Material erkunden:
A. Zu welchem Datum hebt die Gewoba laut dem Lesetext über die Mieten in der Neuen Vahr die Mieten an?
B. Schreiben Sie den Lesetext über die Mieterhöhung in der Neuen Vahr nach seinem letzten Satz weiter.

Lesetext:
====================
Gewoba erhöht Mieten um 20 Prozent

■ Sozialbindung für 8.000 Wohnungen in der Neuen Vahr läuft aus / 75 Mark mehr für 60 Quadratmeter / Öffentliche Kassen müssen mehr Wohngeld und Mietbeihilfen zahlen

Den fast 20.000 BewohnerInnen der Neuen Vahr steht unliebsame Post ins Haus: Die Gewoba wird die Mieten für 8.000 Wohnungen in dem Neubaugebiet zum 1. April 1998 um 20 Prozent anheben. Nach 20 Jahren läuft die Sozialbindung für die Siedlung zum Jahreswechsel aus. Eine normale 60-Quadratmeter-Wohnung wird pro Monat 75 Mark teurer.

Die durchschnittliche Kaltmiete steigt nach Angaben von Gewoba-Prokurist Peter Bozetti von 6,32 Mark pro Quadratmeter auf 7,50 Mark. „Das ist happig“, kommentiert ein Mieter.

Mit ihren Forderungen bewegt sich die Gewoba jedoch im rechtlich zulässigen Rahmen. Der läßt nach dem Auslaufen der öffentlichen Förderung eine Mieterhöhung von 30 Prozent in drei Jahren zu. Bisher habe die Gewoba in der Neuen Vahr „deutlich mehr investiert als eingenommen“, sagt Prokurist Bozetti. Die Häuser seien wärmegedämmt, die Dächer neu. Bald stehe an, in den Wohnungen Elektroleitungen zu verstärken oder Bäder zu modernisieren. „Dafür müssen wir vorsorgen“.

Bei Neuvermietungen will die gerade im Vorfeld der Privatisierung in eine Aktiengesellschaft umgewandelte Wohnungsbaugesellschaft durchschnittlich 8,81 Mark pro Quadratmeter verlangen. Das entspricht nach Ansicht der Gewoba der Marktmiete. Kritiker wie der grüne Kommunalpolitiker Stephan Hespos bezweifeln, ob Menschen mit normalen Arbeits einkommen zu diesen Preisen in die Neue Vahr ziehen. Auch bisher habe die Gewoba schon mit einigen nicht der Sozialbindung unterliegenden Wohungen „Besserverdienende“anlocken wollen, ohne großen Erfolg.
====================
Abschnitt Datensatz:

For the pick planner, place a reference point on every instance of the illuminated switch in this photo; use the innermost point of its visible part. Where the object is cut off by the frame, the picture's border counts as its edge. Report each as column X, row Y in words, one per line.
====================
Antworten je Aufgabe:
A. Zum 1. April 1998.

B.
Ortsamt und die SPD/CDU-Mehrheit im Ortsbeirat hoffen, daß solche Zuzüge den Stadtteil künftig sozial stabiliseren. Bisher war das nicht möglich. Gewoba-Mann Bozetti berichtet, daß sich immer wieder auch Krankenschwestern oder Busfahrer nach einer preiswerten Wohnung in der Neuen Vahr erkundigt hätten. „Aber die mußte ich wegschicken“.

Denn Sozialwohnungen durfte die Gewoba nur an sozial Schwache mit einem Berechtigungs-Schein vermieten. Folge: In den letzten Jahren zogen verstärkt Arbeitslose, Sozialhilfeempfänger und Menschen mit niedrigen Einkommen in die Siedlung. Weil in der Neuen Vahr viele Arme leben, geht die Mieterhöhung der Gewoba auch zu Lasten der öffentlichen Kassen, denn Mietzuschüsse im Rahmen der kommunalen Sozialhilfe und das Wohngeld, das sich Bund und Land teilen, steigen.

Obwohl in den Behörden keine Zahlen zu bekommen sind, die die Effekte der Gewoba-Mieterhöhung kalkulieren, wird dadurch ein genereller Trend verstärkt: Im Jahr 1996 wurden im Land Bremen noch 109,5 Millionen Mark Wohngeld an 58.483 Haushalte gezahlt. 1997 erwartet das Bauressort einen Anstieg auf 124 Millionen Mark. Die Beamten rechnen mit einer weiteren jährlichen Steigerungsrate beim Wohngeld von sieben Prozent. Die Mietsprünge der vergangenen Jahre sowie die hohe Arbeitslosigkeit werden als Begründungen angeführt.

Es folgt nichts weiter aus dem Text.